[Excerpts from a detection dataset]
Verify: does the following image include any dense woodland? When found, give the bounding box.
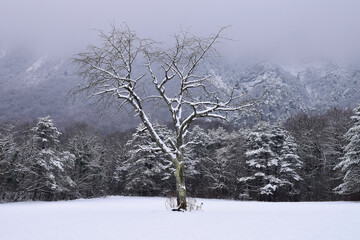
[0,107,360,202]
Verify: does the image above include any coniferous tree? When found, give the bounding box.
[335,105,360,194]
[23,116,75,200]
[0,124,21,201]
[67,124,107,198]
[117,124,174,196]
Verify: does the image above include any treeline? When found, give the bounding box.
[0,108,360,202]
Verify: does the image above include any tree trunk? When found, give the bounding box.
[175,161,187,210]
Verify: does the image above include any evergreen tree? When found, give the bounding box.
[335,105,360,194]
[67,124,107,198]
[270,126,303,199]
[0,124,22,201]
[23,116,75,200]
[239,123,302,201]
[116,124,174,196]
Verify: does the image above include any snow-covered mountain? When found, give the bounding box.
[210,58,360,121]
[0,49,360,129]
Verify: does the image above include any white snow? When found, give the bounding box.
[0,49,7,59]
[26,56,47,72]
[0,197,360,240]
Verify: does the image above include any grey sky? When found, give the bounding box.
[0,0,360,60]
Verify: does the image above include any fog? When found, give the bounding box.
[0,0,360,60]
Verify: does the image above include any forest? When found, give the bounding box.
[0,107,360,202]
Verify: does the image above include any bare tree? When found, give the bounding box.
[74,26,253,210]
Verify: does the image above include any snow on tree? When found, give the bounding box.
[116,123,175,196]
[0,124,21,201]
[202,127,236,197]
[67,124,107,197]
[74,23,253,210]
[23,116,75,200]
[239,123,302,200]
[335,105,360,194]
[270,126,303,196]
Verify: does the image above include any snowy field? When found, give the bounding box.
[0,197,360,240]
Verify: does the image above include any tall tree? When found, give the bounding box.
[239,124,302,201]
[0,124,21,201]
[116,124,174,196]
[335,105,360,194]
[22,116,75,200]
[74,23,252,210]
[67,124,107,198]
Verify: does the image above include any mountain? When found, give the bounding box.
[0,49,360,131]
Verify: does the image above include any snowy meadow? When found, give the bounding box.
[0,197,360,240]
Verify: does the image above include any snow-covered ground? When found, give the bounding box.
[0,197,360,240]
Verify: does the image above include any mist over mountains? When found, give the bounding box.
[0,49,360,131]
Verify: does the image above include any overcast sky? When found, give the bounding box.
[0,0,360,62]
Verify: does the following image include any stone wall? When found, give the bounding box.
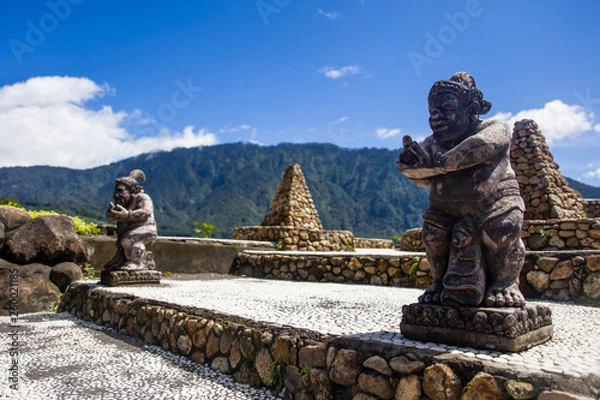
[59,283,600,400]
[231,251,431,287]
[400,218,600,251]
[581,199,600,218]
[231,250,600,302]
[354,238,396,249]
[400,228,425,251]
[521,218,600,250]
[81,235,275,274]
[233,226,354,251]
[520,251,600,304]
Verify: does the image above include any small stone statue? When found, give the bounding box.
[397,72,525,307]
[104,169,157,271]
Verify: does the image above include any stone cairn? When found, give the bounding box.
[510,119,584,220]
[233,164,354,251]
[260,164,323,230]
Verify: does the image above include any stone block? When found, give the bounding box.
[400,303,553,352]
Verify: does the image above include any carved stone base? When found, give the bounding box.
[100,269,162,286]
[400,303,553,352]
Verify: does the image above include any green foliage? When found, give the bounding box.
[408,262,419,283]
[82,263,96,279]
[194,221,219,238]
[0,197,25,210]
[0,200,102,235]
[342,238,356,251]
[300,365,312,378]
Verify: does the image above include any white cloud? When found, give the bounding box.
[319,65,363,79]
[330,116,350,125]
[317,8,342,21]
[492,100,600,143]
[219,124,252,133]
[0,76,217,168]
[375,128,401,139]
[583,168,600,178]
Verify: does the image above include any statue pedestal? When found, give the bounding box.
[100,269,162,286]
[400,303,553,352]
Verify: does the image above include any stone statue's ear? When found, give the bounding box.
[467,100,481,118]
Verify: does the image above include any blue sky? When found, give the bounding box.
[0,0,600,186]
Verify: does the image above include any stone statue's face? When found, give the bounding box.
[113,184,132,207]
[429,92,470,146]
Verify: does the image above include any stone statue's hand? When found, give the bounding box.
[396,135,422,171]
[106,203,129,222]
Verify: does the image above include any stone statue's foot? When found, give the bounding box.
[485,283,525,307]
[121,262,146,271]
[419,282,444,304]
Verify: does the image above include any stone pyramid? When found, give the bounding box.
[261,164,323,230]
[510,119,584,220]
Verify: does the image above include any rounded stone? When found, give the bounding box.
[423,364,462,400]
[583,272,600,299]
[50,262,83,292]
[329,349,362,386]
[461,372,503,400]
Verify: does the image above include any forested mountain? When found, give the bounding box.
[565,178,600,199]
[0,143,428,239]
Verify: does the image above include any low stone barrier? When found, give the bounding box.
[520,250,600,305]
[231,250,600,302]
[233,226,354,251]
[354,238,396,249]
[521,218,600,250]
[231,250,431,287]
[82,235,275,274]
[59,283,599,400]
[580,199,600,218]
[400,218,600,251]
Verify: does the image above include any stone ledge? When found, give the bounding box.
[400,303,553,352]
[59,283,599,399]
[100,269,162,286]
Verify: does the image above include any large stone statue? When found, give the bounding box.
[102,169,160,286]
[397,72,525,307]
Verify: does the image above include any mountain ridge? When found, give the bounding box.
[0,143,428,238]
[0,143,600,239]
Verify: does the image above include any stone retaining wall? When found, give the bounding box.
[231,251,431,287]
[354,238,396,249]
[400,218,600,251]
[59,283,599,400]
[231,250,600,305]
[233,226,354,251]
[521,218,600,250]
[580,199,600,218]
[81,235,275,274]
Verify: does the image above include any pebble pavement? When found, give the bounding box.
[0,313,279,400]
[108,278,600,377]
[0,277,600,400]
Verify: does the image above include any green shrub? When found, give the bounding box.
[0,200,102,235]
[194,221,219,238]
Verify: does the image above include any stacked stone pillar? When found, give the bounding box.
[510,119,584,220]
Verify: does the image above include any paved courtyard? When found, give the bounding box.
[0,276,600,400]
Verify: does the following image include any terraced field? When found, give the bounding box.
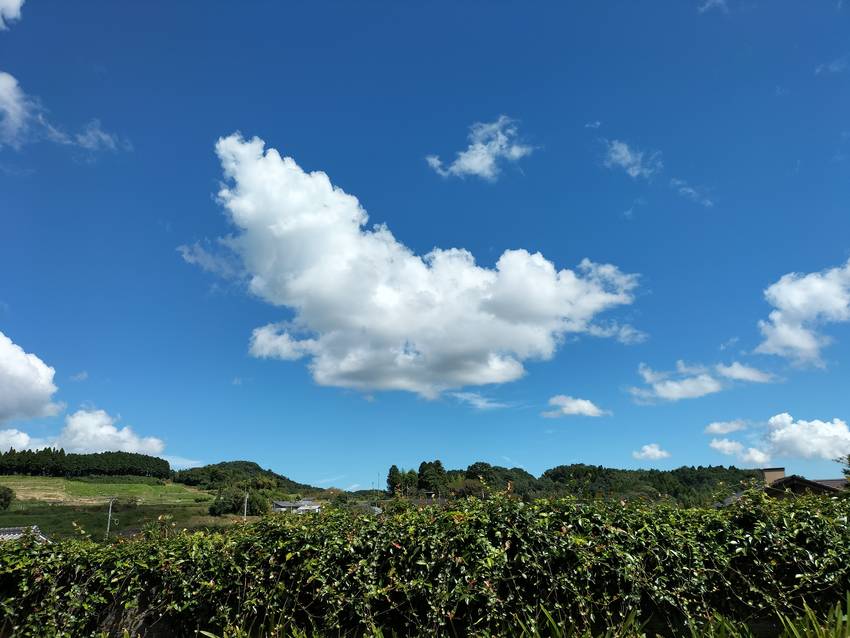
[0,476,229,539]
[0,476,212,505]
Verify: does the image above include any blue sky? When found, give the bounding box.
[0,0,850,488]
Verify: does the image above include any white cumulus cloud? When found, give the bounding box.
[0,0,24,31]
[197,135,637,397]
[0,332,62,423]
[706,412,850,465]
[603,140,664,179]
[714,361,774,383]
[815,54,850,75]
[0,71,127,154]
[628,360,773,402]
[708,439,744,456]
[543,394,611,419]
[451,392,511,410]
[767,412,850,460]
[670,177,714,208]
[53,410,165,454]
[629,361,723,401]
[632,443,670,461]
[705,419,747,434]
[697,0,729,13]
[425,115,534,181]
[0,410,166,458]
[0,71,35,148]
[756,260,850,366]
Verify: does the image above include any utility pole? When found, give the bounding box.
[106,497,115,538]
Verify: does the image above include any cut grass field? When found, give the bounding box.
[0,476,235,539]
[0,500,250,540]
[0,476,212,505]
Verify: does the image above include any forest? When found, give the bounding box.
[387,459,761,506]
[0,448,171,479]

**WRITTEN INSTRUCTION**:
Rewrite all of the records above, switching each "Verify" to "Check" and keeping every other word as it is. Leave the pictures out.

**EXERCISE SOLUTION**:
Check: does the following image include any dense woodland? When found, give the bounding box.
[0,107,360,202]
Check: does the image above include any coniferous tree? When found, give the bounding box.
[335,105,360,194]
[23,116,75,200]
[0,124,21,201]
[67,124,107,198]
[117,124,174,196]
Check: does the image above include any treeline? When found, give the bounding box.
[0,108,360,202]
Check: does the image above include any tree trunk? When found, give the bounding box.
[175,161,187,210]
Check: does the image above include any evergreen tree? When found, give the bounding box.
[335,105,360,194]
[67,124,107,198]
[270,126,303,199]
[0,124,22,201]
[23,116,75,200]
[239,123,302,201]
[116,124,174,196]
Check: does the image above include any snow-covered mountain? When found, give the bounding box.
[210,58,360,121]
[0,49,360,129]
Check: does the image above include any white snow? When found, give the bounding box.
[0,49,7,59]
[26,56,47,72]
[0,197,360,240]
Check: does the image above include any grey sky? When found, give the bounding box.
[0,0,360,60]
Check: does the image above include any fog? When found, give the bounding box.
[0,0,360,60]
Check: does the image above include any forest? When found, give the bounding box.
[0,107,360,202]
Check: does the image above include any bare tree? When found, give the bounding box.
[74,26,253,210]
Check: does the image above include any snow on tree? When found, give the bounding box.
[116,123,175,196]
[0,124,21,201]
[202,127,236,197]
[67,124,107,197]
[74,23,253,210]
[23,116,75,200]
[239,123,302,200]
[335,105,360,194]
[270,126,303,196]
Check: does the image above include any snowy field? When found, give the bounding box.
[0,197,360,240]
Check: does the image above include any tall tree? When found, give the bounding box.
[239,124,302,201]
[0,124,21,201]
[116,124,174,196]
[335,105,360,194]
[22,116,75,200]
[74,23,252,210]
[67,124,107,198]
Check: does the image above include any mountain? When found, give the bounding box.
[0,49,360,131]
Check: does the image above include any snowy meadow? When found, give the bounding box.
[0,197,360,240]
Check: does the image above include any snow-covered ground? When found, give the bounding box.
[0,197,360,240]
Check: does the image above include any mist over mountains? When found, give the bounding box.
[0,49,360,131]
Check: does the image above include any overcast sky? When found, give the bounding box.
[0,0,360,62]
Check: does the following image include any stone wall? When found, give the bounding box.
[59,283,600,400]
[231,251,431,287]
[400,218,600,251]
[581,199,600,218]
[231,250,600,302]
[354,238,396,249]
[400,228,425,251]
[521,218,600,250]
[81,235,275,274]
[233,226,354,251]
[520,251,600,304]
Check: does the image above include any small stone statue? When found, give the bounding box.
[397,72,525,307]
[104,169,157,271]
Check: does the image above include any stone cairn? When found, give the bounding box.
[510,119,584,220]
[233,164,354,251]
[260,164,323,230]
Check: does the image above include any stone block? When found, give the bounding box.
[400,303,553,352]
Check: does the image above include any carved stone base? When found, give the bounding box.
[100,269,162,286]
[400,303,553,352]
Check: does the image above include any green foliage? When found, give the bounding box.
[408,262,419,283]
[82,263,96,279]
[194,221,219,238]
[0,197,25,210]
[0,200,102,235]
[342,238,356,251]
[300,365,312,378]
Check: does the image above include any white cloud? When found, give the bounding box.
[319,65,363,79]
[330,116,350,125]
[317,8,342,21]
[492,100,600,143]
[219,124,252,133]
[0,76,217,168]
[375,128,401,139]
[583,168,600,178]
Check: does the image above include any statue pedestal? When found, give the bounding box.
[100,269,162,286]
[400,303,553,352]
Check: does the image above include any stone statue's ear? When found, give the bounding box.
[467,100,481,118]
Check: does the image above include any blue sky? When found, give the bounding box.
[0,0,600,186]
Check: does the image above include any stone statue's face? When found, give the bounding box.
[113,184,132,207]
[429,92,470,146]
Check: does the image above include any stone statue's hand? When found, give the bounding box.
[396,135,422,171]
[106,203,129,222]
Check: does the image above include any stone statue's foot? When found, give the bounding box.
[485,283,525,307]
[121,262,146,271]
[419,282,444,304]
Check: does the image above include any stone pyramid? When found, give the bounding box.
[261,164,323,230]
[510,119,584,220]
Check: does the image above include any rounded stone? When found, give the bounding box.
[423,364,462,400]
[583,272,600,299]
[50,262,83,292]
[329,349,362,386]
[461,372,503,400]
Check: does the image above include any forested mountain? When found, give the bounding box.
[565,178,600,199]
[0,143,428,239]
Check: does the image above include any low stone barrier? When found, give the bounding box.
[520,250,600,305]
[231,250,600,302]
[233,226,354,251]
[354,238,396,249]
[521,218,600,250]
[231,250,431,287]
[82,235,275,274]
[59,283,599,400]
[580,199,600,218]
[400,218,600,251]
Check: does the image above include any stone ledge? When found, give the bounding box.
[400,303,553,352]
[59,283,599,399]
[100,269,162,286]
Check: does the image above include any large stone statue? When found, give the bounding box.
[102,169,160,286]
[397,72,525,307]
Check: does the image above include any mountain ridge? When found, give the bounding box.
[0,143,428,238]
[0,143,600,239]
Check: does the image above include any stone retaining wall? When found, give the bounding box.
[231,251,431,287]
[354,238,396,249]
[400,218,600,251]
[59,283,599,400]
[231,250,600,305]
[233,226,354,251]
[521,218,600,250]
[580,199,600,218]
[81,235,275,274]
Check: does the image above include any pebble pavement? When found, give the bounding box.
[0,313,279,400]
[108,278,600,377]
[0,277,600,400]
Check: does the image above include any green shrub? When found, give the bounding box.
[0,200,102,235]
[194,221,219,238]
Check: does the image above include any stacked stone pillar? When found, give the bounding box.
[510,119,584,220]
Check: does the image above include any paved courtyard? When found, give the bounding box.
[0,276,600,400]
Check: does the following image include any terraced field? When found, give the bounding box.
[0,476,229,539]
[0,476,212,505]
Check: does the image above include any blue sky? When found, give the bounding box.
[0,0,850,488]
Check: does the image above include any white cumulus cloud? When found, give the bounding box.
[0,0,24,31]
[197,135,637,397]
[0,332,62,423]
[706,412,850,465]
[603,140,664,179]
[714,361,774,383]
[815,54,850,75]
[0,71,127,154]
[628,360,773,402]
[708,439,744,456]
[543,394,611,419]
[451,392,511,410]
[767,412,850,460]
[670,177,714,208]
[53,410,165,454]
[629,361,723,401]
[632,443,670,461]
[705,419,747,434]
[697,0,729,13]
[425,115,534,181]
[0,410,166,458]
[0,71,35,148]
[756,260,850,366]
Check: does the image above include any utility pole? When found, give the bounding box.
[106,497,115,538]
Check: does the image above include any cut grass field? When found, give the bounding box.
[0,476,235,539]
[0,500,250,540]
[0,476,212,505]
Check: does the image above include any forest? When found, give the bounding box.
[387,459,761,506]
[0,448,171,479]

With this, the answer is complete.